■ PASSAGE
━━━━━━━━━━━━━━━━━━━━━━━━━━━━━━

CatalystCode / azure-flocker-driver

A flocker driver for Azure Storage
11 stars 3 forks source link

This looks really cool #15

Open lukemarsden opened 8 years ago

lukemarsden commented 8 years ago

What is the current status? Are you planning to work on it further? Is there anything I can do to help?

sedouard commented 8 years ago

Hey @lukemarsden, we hit a couple bumps on the road here due to some limitations of the Azure Disk API and we weren't expecting those fixes for a while. Let me circle back with some of my colleagues in redmond to see whats up.

ferrantim commented 8 years ago

Hi @sedouard Any update on this? We're getting more and more requests for an Azure driver (I work at ClusterHQ). Thanks!

sedouard commented 8 years ago

hey @ferrantim @lukemarsden I'm starting work today and this week again but I anticipate this as only preview/demo as there are some problems with our Disk API. I'm hoping that the implementation will highlight these problems for azure engineering. There are some improvements that are anticipated for these apis but not for a while unfortunately. Keep an eye on the repo for updates.

sedouard commented 8 years ago

hey @ferrantim, @lukemarsden sorry for the delay here. I've been pushing code to the feat_arm branch just to test the Disk APIs through Azure resource manager, since we now have some semi-decent ARM support in the python SDK.

The main problem for the holdup here are reliability problems with the Azure Disk API that I've been able to demonstrate to Azure engineering with code from this repo. Currently there is an issue where a virtual machine will become unusable after repeated attaches and detaches of disks which is no good. It's being tracked internally and I'll keep you updated as the status changes.

━━━━━━━━━━━━━━━━━━━━━━━━━━━━━━

■ LISTED RECORDS
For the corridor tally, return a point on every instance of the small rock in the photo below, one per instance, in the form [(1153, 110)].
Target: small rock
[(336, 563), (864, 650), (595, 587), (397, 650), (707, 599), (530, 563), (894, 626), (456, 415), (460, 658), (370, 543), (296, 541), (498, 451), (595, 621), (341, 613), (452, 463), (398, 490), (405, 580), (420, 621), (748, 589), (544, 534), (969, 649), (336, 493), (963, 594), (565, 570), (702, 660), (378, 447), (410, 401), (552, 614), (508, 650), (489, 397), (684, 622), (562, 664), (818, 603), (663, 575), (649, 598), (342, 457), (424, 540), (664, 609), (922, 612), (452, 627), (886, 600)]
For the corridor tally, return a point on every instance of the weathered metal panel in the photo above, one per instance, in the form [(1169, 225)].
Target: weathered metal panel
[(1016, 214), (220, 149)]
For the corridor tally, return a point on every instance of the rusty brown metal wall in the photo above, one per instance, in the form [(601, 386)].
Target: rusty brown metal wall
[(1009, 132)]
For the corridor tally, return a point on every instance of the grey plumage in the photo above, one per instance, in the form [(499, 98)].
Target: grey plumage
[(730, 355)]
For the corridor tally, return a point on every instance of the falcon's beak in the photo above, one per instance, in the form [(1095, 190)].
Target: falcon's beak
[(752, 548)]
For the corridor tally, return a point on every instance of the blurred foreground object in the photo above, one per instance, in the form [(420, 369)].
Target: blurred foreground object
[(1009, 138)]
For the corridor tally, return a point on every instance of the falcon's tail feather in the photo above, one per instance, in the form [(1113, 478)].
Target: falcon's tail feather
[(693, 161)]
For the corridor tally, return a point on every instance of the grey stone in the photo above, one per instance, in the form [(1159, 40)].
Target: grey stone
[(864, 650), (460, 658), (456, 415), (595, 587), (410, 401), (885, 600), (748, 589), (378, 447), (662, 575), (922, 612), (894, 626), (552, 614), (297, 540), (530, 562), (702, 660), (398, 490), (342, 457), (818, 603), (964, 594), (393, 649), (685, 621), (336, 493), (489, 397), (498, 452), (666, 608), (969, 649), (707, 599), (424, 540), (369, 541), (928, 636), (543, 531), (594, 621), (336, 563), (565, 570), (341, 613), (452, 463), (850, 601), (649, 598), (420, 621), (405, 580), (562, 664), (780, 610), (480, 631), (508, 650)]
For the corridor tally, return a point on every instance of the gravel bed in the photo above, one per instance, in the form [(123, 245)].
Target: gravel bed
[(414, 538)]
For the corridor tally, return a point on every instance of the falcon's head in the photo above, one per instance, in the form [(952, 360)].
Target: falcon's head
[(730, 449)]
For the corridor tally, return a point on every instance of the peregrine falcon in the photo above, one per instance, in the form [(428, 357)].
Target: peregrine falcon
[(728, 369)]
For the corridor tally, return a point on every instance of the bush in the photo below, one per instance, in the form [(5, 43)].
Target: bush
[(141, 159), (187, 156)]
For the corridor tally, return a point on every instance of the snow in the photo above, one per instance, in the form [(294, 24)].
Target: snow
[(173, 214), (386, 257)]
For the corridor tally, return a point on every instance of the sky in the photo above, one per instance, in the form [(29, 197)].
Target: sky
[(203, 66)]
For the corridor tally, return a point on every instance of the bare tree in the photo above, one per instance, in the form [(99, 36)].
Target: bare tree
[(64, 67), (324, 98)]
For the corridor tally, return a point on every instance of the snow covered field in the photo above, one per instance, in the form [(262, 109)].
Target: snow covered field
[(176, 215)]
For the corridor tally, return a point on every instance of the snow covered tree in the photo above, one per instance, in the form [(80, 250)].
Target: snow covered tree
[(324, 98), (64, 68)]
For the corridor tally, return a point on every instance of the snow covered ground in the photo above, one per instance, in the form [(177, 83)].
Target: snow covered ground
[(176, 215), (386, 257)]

━━━━━━━━━━━━━━━━━━━━━━━━━━━━━━

■ STATED TASK 1
Answer these questions about the thread:
(a) Which company does ferrantim say they work at?
(b) To which branch has sedouard been pushing code?
(c) What happens to a virtual machine after repeated attaches and detaches of disks?
■ STATED TASK 2
Please print the thread word for word, from "Hey @lukemarsden, we" to "repo for updates.".

■ TASK RESULT 1
(a) ClusterHQ
(b) The feat_arm branch
(c) It becomes unusable.

■ TASK RESULT 2
Hey @lukemarsden, we hit a couple bumps on the road here due to some limitations of the Azure Disk API and we weren't expecting those fixes for a while. Let me circle back with some of my colleagues in redmond to see whats up.

ferrantim commented 8 years ago

Hi @sedouard Any update on this? We're getting more and more requests for an Azure driver (I work at ClusterHQ). Thanks!

sedouard commented 8 years ago

hey @ferrantim @lukemarsden I'm starting work today and this week again but I anticipate this as only preview/demo as there are some problems with our Disk API. I'm hoping that the implementation will highlight these problems for azure engineering. There are some improvements that are anticipated for these apis but not for a while unfortunately. Keep an eye on the repo for updates.